#### WHAT IS REQUIRED
Write the records out once more. Leave each line exactly as given.

(Items listed in a dataset)
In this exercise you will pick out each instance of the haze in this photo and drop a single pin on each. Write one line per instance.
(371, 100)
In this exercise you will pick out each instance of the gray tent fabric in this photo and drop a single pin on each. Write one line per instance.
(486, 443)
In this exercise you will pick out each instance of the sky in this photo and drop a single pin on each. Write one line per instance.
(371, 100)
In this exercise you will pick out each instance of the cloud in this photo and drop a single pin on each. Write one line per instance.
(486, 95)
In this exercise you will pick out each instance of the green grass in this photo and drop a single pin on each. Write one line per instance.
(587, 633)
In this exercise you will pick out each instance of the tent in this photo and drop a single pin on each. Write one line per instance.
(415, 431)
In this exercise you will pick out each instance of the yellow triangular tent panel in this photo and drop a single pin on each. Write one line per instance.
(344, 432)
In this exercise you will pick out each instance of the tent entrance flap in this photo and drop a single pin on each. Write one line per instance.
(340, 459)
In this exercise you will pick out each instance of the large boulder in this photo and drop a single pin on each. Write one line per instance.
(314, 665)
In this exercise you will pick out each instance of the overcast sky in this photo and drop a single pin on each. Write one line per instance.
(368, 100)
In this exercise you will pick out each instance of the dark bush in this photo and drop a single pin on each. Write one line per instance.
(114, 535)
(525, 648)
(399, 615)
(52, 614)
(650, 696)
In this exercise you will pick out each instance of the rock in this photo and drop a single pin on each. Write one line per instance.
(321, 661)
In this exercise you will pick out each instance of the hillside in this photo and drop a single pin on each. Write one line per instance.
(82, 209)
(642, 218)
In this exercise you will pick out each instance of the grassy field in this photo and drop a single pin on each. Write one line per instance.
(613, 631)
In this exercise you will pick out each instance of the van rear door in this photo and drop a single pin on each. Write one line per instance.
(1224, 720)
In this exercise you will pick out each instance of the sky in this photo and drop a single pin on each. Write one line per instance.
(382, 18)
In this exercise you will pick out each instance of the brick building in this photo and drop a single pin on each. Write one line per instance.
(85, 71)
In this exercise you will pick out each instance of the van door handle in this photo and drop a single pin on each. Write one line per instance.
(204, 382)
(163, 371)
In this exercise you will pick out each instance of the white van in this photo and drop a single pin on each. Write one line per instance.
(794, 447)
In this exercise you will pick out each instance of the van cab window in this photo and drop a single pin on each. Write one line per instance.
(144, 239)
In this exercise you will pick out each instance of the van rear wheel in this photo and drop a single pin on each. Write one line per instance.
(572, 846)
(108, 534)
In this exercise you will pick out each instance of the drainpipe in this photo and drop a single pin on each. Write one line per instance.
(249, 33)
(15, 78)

#### RESULT
In this exercise you will pick out each instance of the haze in this photo and drop a single pin on each. Write one line per instance.
(371, 100)
In this exercise you will pick out each instance of the gray tent fabric in this photo and drop a single pin on each. Write one line per instance.
(486, 443)
In this exercise you will pick out each instance of the sky in this photo and drop a single pin on each. Write one line per instance.
(371, 100)
In this exercise you will pick out each instance of the cloud in this photo and drop a single pin on each. Write one line per instance.
(486, 95)
In this exercise you will pick out each instance of the green grass in this photo and drop a single pin on each. Write one line per instance.
(587, 633)
In this exercise you will pick out each instance of the tent in this photo and drop a single pin on each. Write one line per instance.
(415, 431)
In this exercise you will pick out each instance of the yellow triangular tent panel in this photo and drop a single pin on each. Write one line per instance.
(344, 432)
In this exercise you will pick out each instance of the tent entrance flap in this photo and drop a single pin on each. Write one line per instance.
(340, 459)
In this exercise you will pick out each instance of the large boulder in this photo and drop a single pin on each. Write one line per instance.
(314, 665)
In this exercise you will pick out each instance of the overcast sky in this photo and drop a single pin on each. Write one line per instance.
(368, 100)
In this exercise you will pick out each instance of the dark bush in this photo and drop a single pin on each. Write one line per instance.
(114, 535)
(525, 648)
(399, 615)
(52, 614)
(650, 696)
In this exercise you will pick out each instance of the rock in this photo and drop a single pin on each. Write one line per instance.
(321, 661)
In this exercise you will pick out each instance of the hillside in this photo and drop a single pin on each. Write one line per instance.
(82, 209)
(642, 218)
In this exercise you will pick out each instance of the grassy field in this photo and drop a single pin on each. Write one line per instance.
(613, 631)
In this exercise you will pick out each instance of the van rear door in this photo and drop a single pin on each. Write one line per instance.
(1224, 720)
In this exercise you will pick out each instance of the sky in this photo and drop a single pin on each. Write one line per instance.
(382, 18)
In this exercise you will pick out each instance of the brick building in this photo and drop a single pin on each. Write one line per instance.
(85, 71)
In this exercise you will pick out each instance of the van door handle in this photo and drop a single pin on each. Write one line per instance.
(204, 382)
(163, 371)
In this exercise you will pick out each instance of the white van in this photo and drop a single pin on each. Write one line per instance.
(794, 447)
In this exercise you will pick out each instance of the van cab window in this photo and drop a single pin on each. Write one line per instance.
(144, 239)
In this exercise you will pick out each instance of the van rear wheel in this photo and drop a single pin on each. Write one line per instance.
(572, 846)
(108, 534)
In this exercise you will pick out each instance of the drainpipe in this photo and drop a single pin on each. Write one line per instance.
(249, 33)
(15, 78)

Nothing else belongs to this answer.